Please put each line of the records below into a JSON list of strings, one string per line, leaving out blank lines and the pictures.

▸ EXERCISE MATERIALS:
──────────────────────────────

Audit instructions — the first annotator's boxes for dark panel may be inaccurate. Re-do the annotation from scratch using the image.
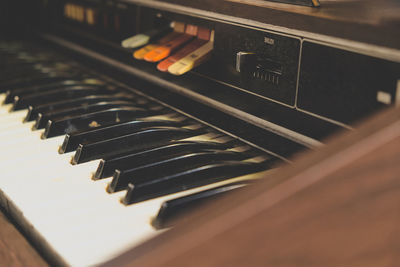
[198,23,300,105]
[298,42,400,123]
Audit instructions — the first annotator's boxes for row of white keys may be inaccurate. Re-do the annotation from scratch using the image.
[0,93,262,266]
[0,102,159,266]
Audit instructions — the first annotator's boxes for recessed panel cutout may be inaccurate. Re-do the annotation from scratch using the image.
[198,23,300,106]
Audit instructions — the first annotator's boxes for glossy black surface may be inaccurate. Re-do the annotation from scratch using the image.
[59,120,184,154]
[12,85,115,110]
[72,127,204,164]
[42,107,156,139]
[108,151,247,193]
[123,161,268,204]
[93,141,234,179]
[298,42,400,124]
[152,184,243,229]
[33,101,143,130]
[24,94,137,122]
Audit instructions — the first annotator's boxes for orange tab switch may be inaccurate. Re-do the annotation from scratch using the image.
[144,25,197,62]
[157,28,211,72]
[133,32,181,59]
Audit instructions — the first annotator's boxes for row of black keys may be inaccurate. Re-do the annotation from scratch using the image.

──────────────────────────────

▸ RESPONSE TO THE EXERCISE:
[
  "Audit instructions — the first annotator's boxes for dark panel may be inaccurate. Re-do the annotation from scratch using the image.",
  "[198,23,300,105]",
  "[298,42,400,123]",
  "Audit instructions — the first annotator's boxes for row of white keys may be inaccurate. Re-do the annotation from scratch using the image.",
  "[0,93,262,266]",
  "[0,102,159,266]",
  "Audit instructions — the first annotator's boxes for recessed panel cutout may be inaccurate. Re-do the annotation from scratch using the image.",
  "[198,23,300,106]",
  "Audit instructions — the first annotator's boxes for glossy black surface may be inaccurate. Re-do the annotation from scratch using the image.",
  "[59,120,184,154]",
  "[12,85,115,110]",
  "[72,127,204,164]",
  "[42,107,156,139]",
  "[108,151,247,193]",
  "[123,161,268,204]",
  "[93,141,234,179]",
  "[298,42,400,124]",
  "[152,184,243,229]",
  "[33,101,143,130]",
  "[24,94,137,122]",
  "Audit instructions — the first annotator's boxes for orange tab switch may be inaccurate. Re-do the annotation from scratch using the image.",
  "[144,25,197,62]",
  "[157,28,211,72]",
  "[133,32,181,59]",
  "Audit instructions — the first annotator's boxes for row of black keys may be inaccurate. Re-do the annotation from scratch using the image."
]